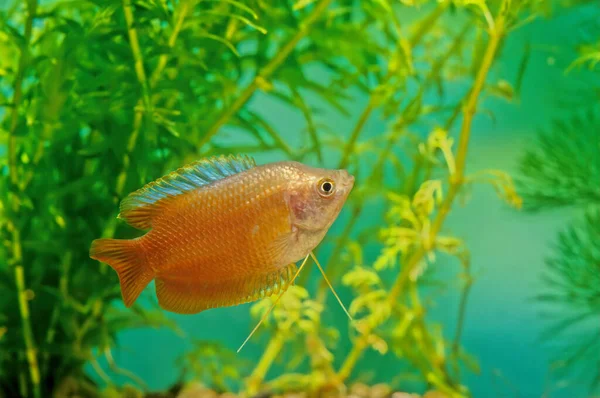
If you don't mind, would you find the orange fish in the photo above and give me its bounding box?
[90,156,354,314]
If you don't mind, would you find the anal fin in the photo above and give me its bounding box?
[156,264,297,314]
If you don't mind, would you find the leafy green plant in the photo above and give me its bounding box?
[0,0,580,397]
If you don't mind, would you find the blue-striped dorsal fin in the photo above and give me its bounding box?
[118,155,256,229]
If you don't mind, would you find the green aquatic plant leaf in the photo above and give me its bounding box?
[517,111,600,211]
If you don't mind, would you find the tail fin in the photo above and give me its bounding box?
[90,239,154,307]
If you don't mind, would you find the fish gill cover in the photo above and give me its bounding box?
[0,0,600,398]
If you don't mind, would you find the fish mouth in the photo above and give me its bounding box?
[339,170,354,194]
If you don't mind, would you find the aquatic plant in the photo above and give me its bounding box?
[518,110,600,391]
[0,0,580,397]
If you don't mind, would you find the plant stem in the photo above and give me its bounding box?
[246,329,285,396]
[102,0,191,243]
[338,1,450,169]
[123,0,152,115]
[337,0,507,382]
[312,21,470,296]
[198,0,331,149]
[452,262,473,379]
[298,1,454,290]
[8,0,41,398]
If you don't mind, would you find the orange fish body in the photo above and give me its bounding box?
[90,156,354,314]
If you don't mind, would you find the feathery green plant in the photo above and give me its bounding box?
[0,0,580,397]
[518,109,600,391]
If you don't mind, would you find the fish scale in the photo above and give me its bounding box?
[90,156,354,313]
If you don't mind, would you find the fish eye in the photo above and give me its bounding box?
[319,178,335,197]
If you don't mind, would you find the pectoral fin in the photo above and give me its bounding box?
[156,264,297,314]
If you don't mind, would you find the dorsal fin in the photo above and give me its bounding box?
[118,155,256,229]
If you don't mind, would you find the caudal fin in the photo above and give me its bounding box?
[90,239,154,307]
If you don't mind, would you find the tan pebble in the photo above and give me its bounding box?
[392,392,420,398]
[423,390,449,398]
[177,383,219,398]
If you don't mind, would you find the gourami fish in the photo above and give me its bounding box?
[90,155,354,314]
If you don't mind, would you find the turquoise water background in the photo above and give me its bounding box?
[0,0,600,398]
[95,6,600,398]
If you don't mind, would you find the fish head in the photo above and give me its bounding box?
[287,164,354,233]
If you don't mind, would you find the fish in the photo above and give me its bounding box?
[89,155,354,314]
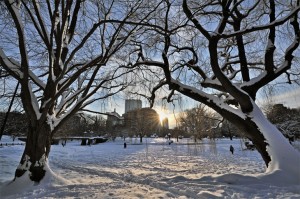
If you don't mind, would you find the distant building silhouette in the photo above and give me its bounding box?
[123,108,160,135]
[106,109,124,128]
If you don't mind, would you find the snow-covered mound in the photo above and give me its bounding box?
[0,138,300,198]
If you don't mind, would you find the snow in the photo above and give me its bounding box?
[0,136,300,199]
[251,105,300,180]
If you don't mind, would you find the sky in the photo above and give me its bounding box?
[89,87,300,128]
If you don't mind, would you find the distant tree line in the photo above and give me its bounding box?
[0,112,107,137]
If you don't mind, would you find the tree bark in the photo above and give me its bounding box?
[15,122,52,182]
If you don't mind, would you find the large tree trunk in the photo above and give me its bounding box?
[15,122,52,182]
[228,103,300,179]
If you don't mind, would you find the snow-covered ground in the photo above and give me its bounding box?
[0,136,300,198]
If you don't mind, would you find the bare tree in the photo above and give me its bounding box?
[0,0,156,182]
[179,104,215,142]
[129,0,300,176]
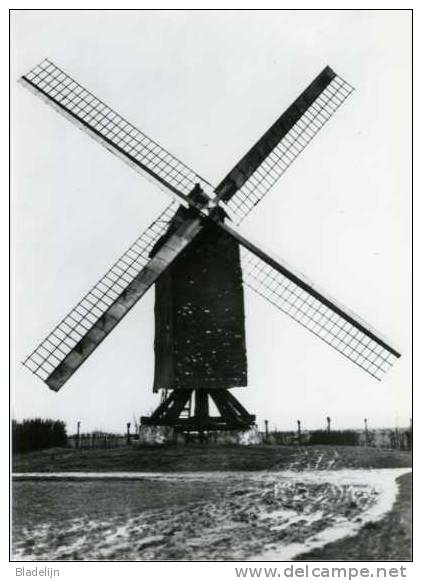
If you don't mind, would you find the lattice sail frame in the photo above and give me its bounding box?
[216,67,354,225]
[21,59,213,202]
[241,246,400,380]
[23,202,179,381]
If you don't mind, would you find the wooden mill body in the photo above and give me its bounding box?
[153,207,247,391]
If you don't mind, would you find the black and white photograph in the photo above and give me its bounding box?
[10,9,413,560]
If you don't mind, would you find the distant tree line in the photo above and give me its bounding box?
[12,418,67,453]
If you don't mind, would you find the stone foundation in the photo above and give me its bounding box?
[133,426,263,446]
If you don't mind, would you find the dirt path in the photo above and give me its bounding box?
[13,466,403,560]
[296,474,412,561]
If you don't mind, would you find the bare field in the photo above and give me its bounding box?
[13,445,411,472]
[12,447,410,560]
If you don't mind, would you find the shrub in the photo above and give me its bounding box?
[12,418,67,453]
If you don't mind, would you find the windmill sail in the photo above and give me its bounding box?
[23,203,208,391]
[216,224,400,380]
[215,67,353,224]
[21,59,212,205]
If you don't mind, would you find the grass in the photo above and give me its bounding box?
[13,445,411,472]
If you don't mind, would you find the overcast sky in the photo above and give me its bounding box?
[12,10,411,432]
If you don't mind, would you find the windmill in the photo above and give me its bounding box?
[20,60,400,431]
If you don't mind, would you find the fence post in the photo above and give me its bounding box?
[327,416,331,434]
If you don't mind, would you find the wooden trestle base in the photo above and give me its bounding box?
[141,389,255,432]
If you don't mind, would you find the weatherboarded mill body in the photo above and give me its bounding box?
[147,196,255,429]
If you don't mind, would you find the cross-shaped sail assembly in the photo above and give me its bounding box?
[21,60,400,406]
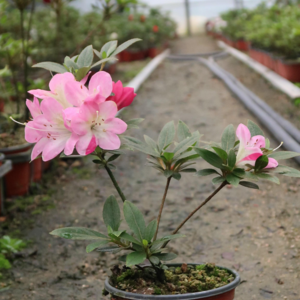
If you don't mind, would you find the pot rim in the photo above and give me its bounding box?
[105,263,241,300]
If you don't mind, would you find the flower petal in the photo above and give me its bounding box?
[103,118,127,134]
[96,131,121,150]
[89,71,113,98]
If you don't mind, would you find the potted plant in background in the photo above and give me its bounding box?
[12,40,300,300]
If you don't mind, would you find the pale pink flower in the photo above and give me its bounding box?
[28,72,75,109]
[236,124,278,169]
[71,101,127,155]
[106,80,136,110]
[64,71,112,107]
[25,98,79,161]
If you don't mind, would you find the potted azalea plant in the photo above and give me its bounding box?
[12,40,300,300]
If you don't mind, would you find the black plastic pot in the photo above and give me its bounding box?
[105,264,240,300]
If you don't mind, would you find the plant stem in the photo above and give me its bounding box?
[162,181,227,248]
[105,165,126,202]
[153,177,172,241]
[172,181,227,234]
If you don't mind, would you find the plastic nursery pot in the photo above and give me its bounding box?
[0,153,12,215]
[278,60,300,82]
[235,40,250,51]
[0,143,32,197]
[105,264,240,300]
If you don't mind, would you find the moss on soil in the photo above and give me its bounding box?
[111,263,234,295]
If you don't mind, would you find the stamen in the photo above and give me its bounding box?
[273,142,283,152]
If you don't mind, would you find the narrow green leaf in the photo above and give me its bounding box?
[228,149,236,169]
[86,240,109,253]
[77,45,94,68]
[102,195,121,231]
[120,232,142,245]
[222,124,235,151]
[50,227,108,240]
[212,147,228,161]
[212,177,225,184]
[195,148,223,169]
[247,120,265,136]
[123,200,146,241]
[126,251,147,267]
[149,255,160,265]
[226,174,240,186]
[157,121,175,151]
[111,39,141,56]
[197,169,221,176]
[145,219,157,242]
[155,253,177,261]
[177,121,192,142]
[240,181,259,190]
[32,61,68,73]
[268,151,300,160]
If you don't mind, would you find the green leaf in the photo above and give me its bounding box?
[86,240,109,253]
[226,174,240,186]
[240,181,259,190]
[247,120,265,136]
[123,200,146,241]
[232,168,245,177]
[122,136,160,157]
[111,39,141,56]
[50,227,108,240]
[99,41,118,59]
[32,61,68,73]
[120,232,142,245]
[268,151,300,160]
[172,173,181,180]
[126,251,147,267]
[75,67,90,81]
[155,253,177,261]
[222,124,235,151]
[157,121,175,151]
[163,152,174,161]
[102,195,121,231]
[255,173,280,184]
[173,131,200,159]
[149,255,160,265]
[180,168,197,173]
[228,149,236,169]
[145,219,157,242]
[77,45,94,68]
[254,155,269,172]
[195,148,223,169]
[177,121,192,142]
[212,177,225,184]
[212,147,228,161]
[197,169,220,176]
[108,154,121,162]
[144,135,158,153]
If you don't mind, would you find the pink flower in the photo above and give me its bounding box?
[25,98,79,161]
[106,80,136,110]
[236,124,278,169]
[71,101,127,155]
[64,71,112,107]
[28,72,77,108]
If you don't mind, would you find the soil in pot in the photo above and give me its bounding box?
[111,264,235,299]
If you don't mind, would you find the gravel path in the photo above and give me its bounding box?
[0,37,300,300]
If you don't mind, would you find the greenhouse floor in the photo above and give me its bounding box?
[0,36,300,300]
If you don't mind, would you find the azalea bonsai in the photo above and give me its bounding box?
[12,40,300,299]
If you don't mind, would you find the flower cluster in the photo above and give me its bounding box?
[25,71,136,161]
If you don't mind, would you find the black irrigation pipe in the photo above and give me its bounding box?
[170,54,300,164]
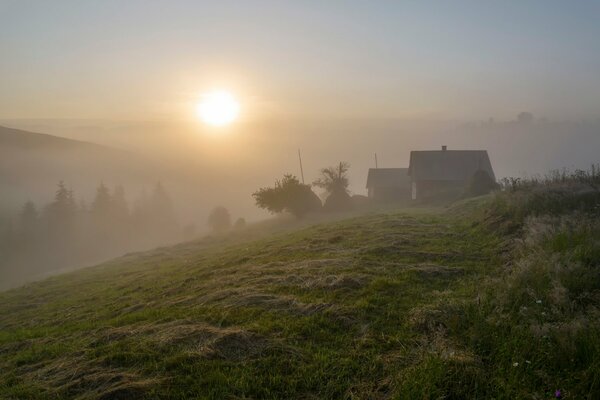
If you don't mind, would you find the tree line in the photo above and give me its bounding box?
[0,181,181,282]
[252,161,354,218]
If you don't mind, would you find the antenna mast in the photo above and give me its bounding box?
[298,149,304,185]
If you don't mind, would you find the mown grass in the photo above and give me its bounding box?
[0,191,600,399]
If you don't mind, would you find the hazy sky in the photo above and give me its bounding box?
[0,0,600,120]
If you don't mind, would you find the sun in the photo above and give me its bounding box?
[196,90,240,126]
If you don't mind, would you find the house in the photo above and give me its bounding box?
[367,168,410,201]
[408,146,496,200]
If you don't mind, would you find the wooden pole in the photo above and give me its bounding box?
[298,149,304,185]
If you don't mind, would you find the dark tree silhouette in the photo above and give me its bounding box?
[110,185,129,224]
[313,161,350,194]
[208,206,231,233]
[252,175,321,218]
[91,183,111,218]
[19,201,39,235]
[313,162,352,211]
[233,217,246,229]
[45,181,77,228]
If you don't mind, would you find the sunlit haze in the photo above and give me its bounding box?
[196,90,240,126]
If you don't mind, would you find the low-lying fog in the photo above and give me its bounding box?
[0,119,600,288]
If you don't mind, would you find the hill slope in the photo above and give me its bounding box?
[0,126,157,211]
[0,198,598,399]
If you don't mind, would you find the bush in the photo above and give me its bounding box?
[252,175,322,218]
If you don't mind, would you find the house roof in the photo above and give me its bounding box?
[367,168,410,189]
[408,150,496,181]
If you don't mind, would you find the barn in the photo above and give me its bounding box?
[367,168,410,202]
[408,146,496,200]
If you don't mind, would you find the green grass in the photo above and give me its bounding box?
[0,199,599,399]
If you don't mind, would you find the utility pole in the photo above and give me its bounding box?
[298,149,304,185]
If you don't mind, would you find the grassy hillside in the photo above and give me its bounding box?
[0,191,600,399]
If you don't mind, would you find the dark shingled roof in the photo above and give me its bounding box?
[367,168,410,189]
[408,150,496,181]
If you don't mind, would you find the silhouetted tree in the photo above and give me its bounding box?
[313,162,350,194]
[19,201,39,235]
[252,174,321,218]
[110,185,129,224]
[313,162,352,211]
[233,217,246,229]
[45,181,77,229]
[91,183,111,219]
[208,206,231,233]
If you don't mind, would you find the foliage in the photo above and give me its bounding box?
[252,174,321,218]
[208,206,231,233]
[492,165,600,224]
[313,162,352,212]
[313,161,350,194]
[233,217,246,229]
[0,181,179,287]
[0,170,600,399]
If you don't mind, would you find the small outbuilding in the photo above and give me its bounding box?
[367,168,410,202]
[408,146,496,200]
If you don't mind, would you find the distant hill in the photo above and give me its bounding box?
[0,126,157,216]
[0,184,600,399]
[0,126,115,151]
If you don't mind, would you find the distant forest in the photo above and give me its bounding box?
[0,182,183,286]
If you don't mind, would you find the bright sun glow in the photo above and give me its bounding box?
[196,90,240,126]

※ ※ ※

- _Task instructions_:
Reproduce verbatim the lines of the listing above, from the line containing "If you don't mind, would you find the soil" through the line containing "[252,175,322,218]", including both end lines. Omit any picture from your output.

- _In response_:
If you don't mind, would you find the soil in pot in the photo above and give me its bounding box?
[111,264,235,299]
If you don't mind, would you find the gravel path in the photo above and give me its bounding box?
[0,37,300,300]
If you don't mind, would you find the greenhouse floor in the photo above and give me its bounding box?
[0,36,300,300]
If you don't mind, would you find the azalea bonsai in the photo above and give me its bounding box?
[12,40,300,299]
If you don't mind, would you find the flower cluster in the photo above and give me its bounding box?
[25,71,136,161]
If you don't mind, would you find the black irrigation pipe in the photo above and give me its bounding box?
[170,54,300,164]
If you don't mind, would you find the tree line in the photo above and give me its bounding box?
[0,181,181,282]
[252,161,354,218]
If you don't mind, would you find the antenna mast in the photo above and give me its bounding box?
[298,149,304,185]
If you don't mind, would you find the mown grass in the photo above and give me its bounding box?
[0,191,600,399]
If you don't mind, would you find the hazy sky in the photo above and give me its bounding box?
[0,0,600,120]
If you don't mind, would you find the sun in the photo above and give me its bounding box?
[196,90,240,126]
If you don't mind, would you find the house in the photo above and give me its bounding box?
[367,168,410,201]
[408,146,496,200]
If you don't mind, would you find the wooden pole in the photo above and give me its bounding box?
[298,149,304,185]
If you don't mind, would you find the dark tree silhouette in the photo above and give me its bounding box?
[110,185,129,224]
[313,161,350,194]
[208,206,231,233]
[252,175,321,218]
[91,183,111,218]
[19,201,39,235]
[313,162,352,211]
[233,217,246,229]
[45,181,77,228]
If you don't mind, would you find the sunlit haze in the photo above and give me its bounding box?
[196,90,240,126]
If you don't mind, would you find the low-lying fog in the photo above and give me its bounding box?
[0,119,600,288]
If you don't mind, would you find the hill slope in the photo above and give me its bounding box?
[0,126,157,211]
[0,198,598,399]
If you don't mind, would you find the bush in the photo above and give me its bounding box?
[252,175,322,218]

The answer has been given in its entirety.